Runaway Jury (2003) / Thriller-Drama

MPAA Rated: PG-13 for violence, language and thematic elements
Running Time: 127 min.

Cast: John Cusack, Gene Hackman, Rachel Weisz, Dustin Hoffman, Bruce McGill, Jeremy Piven, Nick Searcy, Cliff Curtis, Joanna Going, Nestor Serrano
Director: Gary Fleder
Screenplay: Brian Koppelman, David Levien, Rick Cleveland, Matthew Chapman (based on the novel by John Grisham)
Review published October 18, 2003

I almost feel guilty for finding the latest John Grisham adaptation, Runaway Jury, as entertaining as I do, given that I muttered the phrase "B.S." with almost every twist and turn along the way.  If ever a movie could be accused of grandstanding in order to push forward a case, this is it.  From the dubious understanding of the judicial process to the ridiculous sets of circumstances which would have to occur for such an impossible plot to work, Runaway Jury demands an inordinate amount of suspension of disbelief.  What is most amazing is, it gets it.  This is a thriller so slick and gorgeously crafted, you are willing to put aside all of this implausibility and watch some of the finest actors in the business, along with a director on top of his game, deliver with unwavering efficiency.

[Region pointing data]
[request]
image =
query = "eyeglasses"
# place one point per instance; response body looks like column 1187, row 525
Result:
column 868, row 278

==

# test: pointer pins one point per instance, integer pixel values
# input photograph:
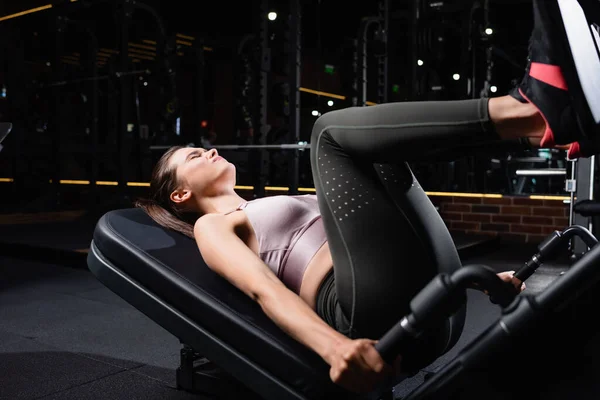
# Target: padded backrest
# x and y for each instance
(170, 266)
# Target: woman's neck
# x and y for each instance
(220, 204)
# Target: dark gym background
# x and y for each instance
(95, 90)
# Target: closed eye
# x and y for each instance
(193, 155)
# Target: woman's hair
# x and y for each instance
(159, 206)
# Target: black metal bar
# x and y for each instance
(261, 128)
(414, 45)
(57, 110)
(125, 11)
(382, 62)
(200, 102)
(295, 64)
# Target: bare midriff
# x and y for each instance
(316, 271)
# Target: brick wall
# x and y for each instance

▶ **Problem A**
List the screenwriters credited in the Runaway Jury review.
▶ **Problem B**
From the Runaway Jury review, reproduce the passage starting at "Cast: John Cusack, Gene" and ending at "by John Grisham)".
The material has no connection to the text.

▶ **Task result A**
Brian Koppelman, David Levien, Rick Cleveland, Matthew Chapman

▶ **Task result B**
Cast: John Cusack, Gene Hackman, Rachel Weisz, Dustin Hoffman, Bruce McGill, Jeremy Piven, Nick Searcy, Cliff Curtis, Joanna Going, Nestor Serrano
Director: Gary Fleder
Screenplay: Brian Koppelman, David Levien, Rick Cleveland, Matthew Chapman (based on the novel by John Grisham)